— 阅读摘录 —
________________________________________

Test-Oriented Review¶

约 4744 个字 15 行代码预计阅读时间 24 分钟

Quote

Full Tree: 所有节点要么有两个孩子，要么没有孩子
Complete Tree: 除最后一层外都被完全填充，并且最后一层向左对齐

AVL Trees & Splay Tree¶

(T) Finding the maximum key from a splay tree will result in a tree with its root having no right subtree.
- 一直在 Zig-zig
Delete a node v from an AVL tree T1, we can obtain another AVL tree T2. Then insert v into T2, we can obtain another AVL tree T3. Which statement is true?
- [T] If v is a leaf node in T1, then T1 and T3 might be different.
- [F] If v is not a leaf node in T1, then T1 and T3 must be different.
- [F] If v is not a leaf node in T1, then T1 and T3 must be the same.
(F) There exists an AVL tree of depth (the depth of the root is 0) 6 and 31 nodes.
- 碰到这题直接拿最少节点数公式算，\(n_6 =33 > 31\)
- 不过也要注意定义，有些题会定义 root 的深度为 1

Red-Black Tree¶

(F) In a red-black tree, the number of internal nodes in the subtree rooted at x is no more than 2bh(x)−1 where bh(x) is the black-height of x.
- Lemma 1: A red-black tree with n internal nodes has height at most \(2\log (n+1)\)
  - \(h\le 2\log (N+1)\)
- Lemma 2: The subtree rooted at any node x contains at least \(2^{bh(x)}-1\) internal nodes
  - \(sizeof(x) \ge 2^{bh(x})-1\) 全黑节点时取等
- Lemma 3: \(bh(x) \ge \frac{1}{2}h(x)\)
(T) In a red-black tree, the number of rotations in the DELETE operation is O(1).
- 详见红黑树章节某表格，除了AVL数的删除所需旋转数为 \(O(\log N)\)，其它均为 \(O(1)\)

________________________________________

— 所给材料 —
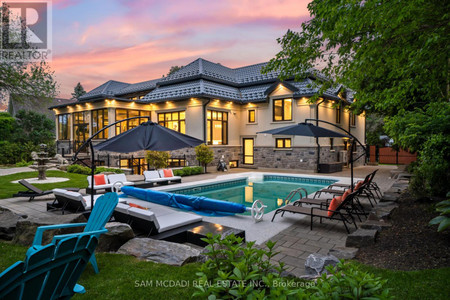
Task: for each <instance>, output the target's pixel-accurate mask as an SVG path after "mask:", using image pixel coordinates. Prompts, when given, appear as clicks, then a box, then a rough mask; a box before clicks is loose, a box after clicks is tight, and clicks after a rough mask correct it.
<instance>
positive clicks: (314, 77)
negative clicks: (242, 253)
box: [79, 58, 342, 103]
mask: <svg viewBox="0 0 450 300" xmlns="http://www.w3.org/2000/svg"><path fill="white" fill-rule="evenodd" d="M267 64H268V63H267V62H265V63H260V64H255V65H250V66H244V67H240V68H234V69H233V68H229V67H226V66H223V65H221V64H218V63H213V62H210V61H208V60H205V59H203V58H198V59H196V60H194V61H193V62H191V63H189V64H188V65H186V66H184V67H182V68H181V69H180V70H178V71H176V72H174V73H172V74H170V75H168V76H167V77H162V78H158V79H153V80H148V81H143V82H139V83H135V84H129V83H125V82H120V81H114V80H110V81H108V82H106V83H104V84H102V85H100V86H99V87H97V88H95V89H93V90H92V91H90V92H89V93H87V94H85V95H83V96H82V97H80V99H79V100H80V101H92V100H95V99H97V98H102V97H103V98H104V97H113V96H114V97H126V96H125V95H127V94H133V93H137V92H144V91H148V93H147V94H146V95H145V96H144V98H143V99H142V102H150V103H151V102H163V101H168V100H181V99H186V98H191V97H207V98H217V99H223V100H230V101H234V102H239V103H247V102H260V101H266V100H267V99H268V95H269V94H270V93H271V92H272V91H273V89H274V87H276V86H277V85H278V84H279V83H283V84H285V86H286V87H287V88H288V89H290V90H292V91H293V92H294V97H303V96H312V95H314V94H315V93H316V92H317V91H318V90H319V87H318V86H317V85H315V84H314V83H315V82H316V81H315V78H320V79H322V80H324V79H326V78H325V77H324V76H323V75H321V74H320V73H319V72H318V71H314V70H313V71H312V72H311V77H310V78H306V79H304V80H303V81H300V82H295V81H293V80H288V81H284V82H281V81H279V79H278V75H279V72H277V71H272V72H268V73H267V74H262V73H261V70H262V68H263V67H265V66H266V65H267ZM341 88H342V86H341V85H339V86H336V87H334V88H330V89H328V90H327V91H326V92H325V93H324V95H323V96H324V97H326V98H329V99H335V100H338V99H339V97H338V93H339V91H340V89H341Z"/></svg>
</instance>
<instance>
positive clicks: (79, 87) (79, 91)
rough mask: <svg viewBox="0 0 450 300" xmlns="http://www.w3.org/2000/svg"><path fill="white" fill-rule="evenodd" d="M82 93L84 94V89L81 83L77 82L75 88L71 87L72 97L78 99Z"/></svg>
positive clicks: (84, 90)
mask: <svg viewBox="0 0 450 300" xmlns="http://www.w3.org/2000/svg"><path fill="white" fill-rule="evenodd" d="M84 94H86V91H85V90H84V88H83V86H82V85H81V83H79V82H78V83H77V85H76V86H75V88H74V89H73V93H72V98H73V99H77V100H78V98H80V97H81V96H83V95H84Z"/></svg>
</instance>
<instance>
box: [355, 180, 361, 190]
mask: <svg viewBox="0 0 450 300" xmlns="http://www.w3.org/2000/svg"><path fill="white" fill-rule="evenodd" d="M361 185H362V181H359V182H358V183H357V184H356V186H355V190H357V189H359V188H360V187H361Z"/></svg>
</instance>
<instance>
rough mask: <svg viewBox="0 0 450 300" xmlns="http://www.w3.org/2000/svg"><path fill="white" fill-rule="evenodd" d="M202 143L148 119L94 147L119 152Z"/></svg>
mask: <svg viewBox="0 0 450 300" xmlns="http://www.w3.org/2000/svg"><path fill="white" fill-rule="evenodd" d="M203 143H204V141H202V140H199V139H197V138H194V137H191V136H189V135H186V134H182V133H179V132H177V131H174V130H171V129H169V128H166V127H164V126H161V125H159V124H157V123H154V122H151V121H148V122H144V123H142V124H141V125H139V126H137V127H135V128H133V129H130V130H128V131H125V132H124V133H122V134H119V135H117V136H115V137H112V138H110V139H109V140H106V141H104V142H102V143H100V144H97V145H95V146H94V149H96V150H99V151H113V152H120V153H129V152H136V151H140V150H154V151H170V150H177V149H182V148H186V147H195V146H198V145H200V144H203Z"/></svg>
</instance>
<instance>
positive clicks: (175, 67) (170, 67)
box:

________________________________________

— 任务要求 —
**a.** 返回树结构复习笔记中从“Test-Oriented Review¶”到“no right subtree.”之间的文字，首尾两处都包括在内，一字不改。
**b.** 树结构复习笔记里，Complete Tree 是怎样定义的？
各行数据是另行提供的独立材料，与树结构复习笔记无关。

— 任务答案 —
**a.**
Test-Oriented Review¶

约 4744 个字 15 行代码预计阅读时间 24 分钟

Quote

Full Tree: 所有节点要么有两个孩子，要么没有孩子
Complete Tree: 除最后一层外都被完全填充，并且最后一层向左对齐

AVL Trees & Splay Tree¶

(T) Finding the maximum key from a splay tree will result in a tree with its root having no right subtree.

**b.** 除最后一层外都被完全填充，并且最后一层向左对齐。